Task list
1. In the interview excerpt about the ICRC at Guantanamo, what language did the delegate who came regularly speak, even though he was not Arab?
2. Sum up the interview excerpt about the ICRC at Guantanamo in two sentences.
3. Copy the part of the interview excerpt about the ICRC at Guantanamo starting with "Some improvements needed" and going on through "but important nonetheless.".

Document segment
* * * * * * * * *
It went from cautiousness to trust. I remember specifically one delegate who came to see me regularly. He was not Arab but still spoke Arabic. It felt good to talk to him. Sometimes we talked for a long time. He was a respectful man and, with time, my trust in him grew stronger. I had heard of the ICRC before being in Guantanamo but had not really known it very well. Being incarcerated and seeing the ICRC first-hand enabled me to know it better and to interact with its delegates.

 Has your perception of the ICRC changed? How was the ICRC perceived by other detainees?  

I never had a negative perception of the ICRC. It was more a matter of trust that was slowly but surely advancing in the positive direction. I personally could never forget the ICRC and I am grateful for ever. However, I now know that we sometimes expect great things of the ICRC, and these expectatio ns are not always met.

Some detainees for instance did not think very highly of the ICRC. Some of them even refused to meet with delegates because they viewed them as being linked to the Americans. The red cross emblem was taken by some detainees to indicate that the ICRC is a Christian organization – although it is not. Some of us simply scratched off the emblem and replaced it with a drawing, but others declined to send messages to their families through the ICRC, just because of this emblem.

 But the ICRC goes to considerable effort to bring a minimum of humanity to places of detention and to ensure that the dignity of detainees is respected…  

Some improvements needed to be made and sometimes the ICRC was not able to offer us much. But their mere presence was important for me and for many others. Their presence made us feel less forgotten and abandoned. Sometimes we had improvements in the conditions of detention and sometimes not. The impact was limited but important nonetheless.

The opinions expressed by the interviewee are his alone and do not always necessarily represent those of the ICRC.
* * * * * * * * *
Raw data
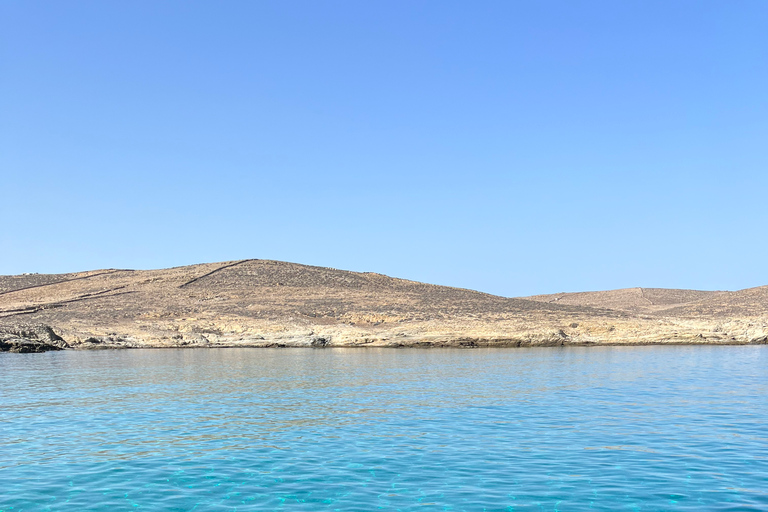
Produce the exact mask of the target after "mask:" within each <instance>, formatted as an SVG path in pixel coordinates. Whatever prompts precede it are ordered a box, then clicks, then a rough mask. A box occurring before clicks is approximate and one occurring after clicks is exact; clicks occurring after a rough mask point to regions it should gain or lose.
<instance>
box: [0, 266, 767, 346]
mask: <svg viewBox="0 0 768 512" xmlns="http://www.w3.org/2000/svg"><path fill="white" fill-rule="evenodd" d="M766 343H768V286H763V287H757V288H749V289H746V290H740V291H737V292H724V291H717V292H709V291H696V290H668V289H659V288H628V289H623V290H611V291H605V292H581V293H561V294H555V295H540V296H534V297H522V298H509V297H499V296H494V295H489V294H485V293H481V292H476V291H473V290H466V289H461V288H450V287H446V286H437V285H430V284H425V283H419V282H415V281H408V280H404V279H396V278H392V277H388V276H384V275H381V274H375V273H368V272H363V273H361V272H350V271H344V270H338V269H332V268H325V267H311V266H307V265H299V264H295V263H286V262H279V261H270V260H242V261H234V262H222V263H206V264H200V265H192V266H187V267H176V268H171V269H160V270H120V269H106V270H93V271H87V272H78V273H73V274H58V275H41V274H24V275H19V276H0V351H4V352H19V353H30V352H44V351H49V350H99V349H121V348H184V347H188V348H197V347H199V348H223V347H311V348H324V347H393V348H401V347H402V348H405V347H462V348H474V347H491V346H493V347H544V346H547V347H549V346H552V347H554V346H607V345H613V346H619V345H651V344H659V345H661V344H675V345H678V344H686V345H750V344H766Z"/></svg>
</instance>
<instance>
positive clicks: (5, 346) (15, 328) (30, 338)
mask: <svg viewBox="0 0 768 512" xmlns="http://www.w3.org/2000/svg"><path fill="white" fill-rule="evenodd" d="M66 348H70V347H69V344H68V343H67V342H66V341H64V339H63V338H62V337H61V336H59V335H58V334H56V333H55V332H54V331H53V329H52V328H51V327H50V326H48V325H45V324H34V325H26V324H11V325H0V352H17V353H30V352H47V351H49V350H63V349H66Z"/></svg>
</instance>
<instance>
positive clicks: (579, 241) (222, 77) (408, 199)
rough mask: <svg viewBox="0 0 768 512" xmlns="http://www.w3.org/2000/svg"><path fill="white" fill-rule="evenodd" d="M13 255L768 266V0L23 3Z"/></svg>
mask: <svg viewBox="0 0 768 512" xmlns="http://www.w3.org/2000/svg"><path fill="white" fill-rule="evenodd" d="M0 220H1V221H2V224H0V274H15V273H22V272H45V273H49V272H69V271H77V270H86V269H94V268H113V267H115V268H160V267H169V266H178V265H186V264H192V263H199V262H209V261H222V260H234V259H245V258H267V259H278V260H287V261H293V262H298V263H306V264H312V265H321V266H330V267H336V268H342V269H348V270H356V271H374V272H380V273H384V274H388V275H392V276H396V277H403V278H409V279H414V280H419V281H426V282H431V283H437V284H445V285H451V286H460V287H465V288H473V289H478V290H481V291H486V292H490V293H495V294H499V295H507V296H519V295H529V294H536V293H554V292H559V291H580V290H600V289H611V288H624V287H632V286H644V287H669V288H696V289H731V290H732V289H739V288H746V287H752V286H760V285H765V284H768V2H766V1H765V0H753V1H749V0H740V1H723V0H718V1H705V0H696V1H670V0H660V1H653V0H642V1H628V0H627V1H623V0H622V1H616V0H606V1H599V0H594V1H592V0H591V1H574V0H563V1H546V0H536V1H534V0H530V1H510V0H501V1H461V2H458V1H450V0H440V1H419V0H408V1H397V0H386V1H379V0H365V1H359V0H355V1H333V0H329V1H318V0H310V1H293V0H280V1H250V0H249V1H226V2H218V1H213V0H211V1H207V2H201V1H189V0H183V1H172V0H164V1H156V0H151V1H137V0H130V1H127V0H124V1H108V2H105V1H103V0H93V1H74V0H73V1H67V2H60V1H54V0H50V1H47V2H39V1H34V0H0Z"/></svg>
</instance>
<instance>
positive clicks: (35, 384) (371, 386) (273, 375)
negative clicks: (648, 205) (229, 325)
mask: <svg viewBox="0 0 768 512" xmlns="http://www.w3.org/2000/svg"><path fill="white" fill-rule="evenodd" d="M766 425H768V347H660V346H655V347H637V348H631V347H614V348H543V349H476V350H451V349H434V350H416V349H407V350H394V349H388V350H387V349H381V350H377V349H324V350H311V349H219V350H204V349H196V350H132V351H99V352H56V353H46V354H0V511H3V512H7V511H14V512H16V511H33V510H34V511H38V510H73V511H81V510H134V509H144V510H197V511H208V510H211V511H214V510H215V511H218V510H221V511H230V510H231V511H234V510H237V511H255V510H341V511H365V510H376V509H382V510H419V511H422V510H424V511H427V510H454V511H460V510H468V511H475V510H494V511H495V510H536V511H538V510H545V511H556V510H559V511H572V510H630V511H631V510H638V511H652V510H691V511H702V510H724V511H725V510H733V511H736V510H768V432H767V431H766Z"/></svg>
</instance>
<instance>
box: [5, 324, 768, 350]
mask: <svg viewBox="0 0 768 512" xmlns="http://www.w3.org/2000/svg"><path fill="white" fill-rule="evenodd" d="M766 344H768V335H763V336H759V337H725V338H724V337H721V336H717V337H713V336H711V335H710V336H705V335H704V334H702V333H699V334H697V335H694V336H691V335H689V334H686V335H684V336H680V335H677V336H670V337H663V338H645V339H634V340H632V339H624V340H622V339H620V338H619V337H611V338H609V339H606V338H604V339H595V338H593V339H582V338H572V337H570V336H567V335H565V334H564V333H553V334H539V335H531V334H528V335H525V336H520V337H515V336H509V337H492V338H475V337H462V336H455V337H451V336H423V337H418V336H395V337H393V338H387V337H383V338H370V337H369V338H341V339H334V338H333V337H330V336H328V337H323V336H316V335H311V334H310V335H293V336H270V337H264V336H259V337H256V338H238V339H232V338H230V337H211V338H201V339H197V340H186V341H185V340H163V341H160V340H141V339H136V338H133V337H130V336H125V337H120V336H98V337H93V336H92V337H88V338H85V339H83V340H80V339H77V340H72V342H67V341H66V340H65V339H64V338H63V337H61V336H59V335H58V334H56V332H55V331H54V329H53V328H52V327H51V326H48V325H44V324H36V325H28V324H16V325H11V326H9V325H0V352H14V353H40V352H47V351H58V350H121V349H136V348H245V347H250V348H334V347H377V348H382V347H388V348H441V347H443V348H445V347H448V348H467V349H470V348H487V347H499V348H502V347H503V348H524V347H563V346H578V347H600V346H639V345H766Z"/></svg>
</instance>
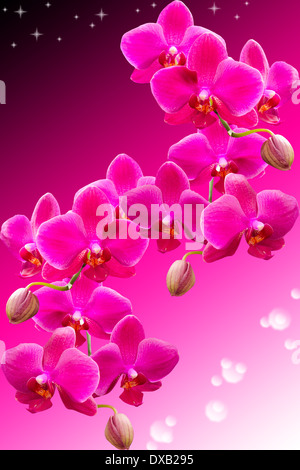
* * * * * * * * *
Task results
1. Arabic.

2. The interviewee's trust in the ICRC grew over time in Guantanamo, especially through a respectful Arabic-speaking delegate, and he remains grateful, though he notes that expectations of the ICRC are not always met. Some other detainees distrusted the ICRC, seeing it as linked to the Americans or, because of its emblem, as a Christian organization, yet its presence made many feel less forgotten even when improvements were limited.

3.
Some improvements needed to be made and sometimes the ICRC was not able to offer us much. But their mere presence was important for me and for many others. Their presence made us feel less forgotten and abandoned. Sometimes we had improvements in the conditions of detention and sometimes not. The impact was limited but important nonetheless.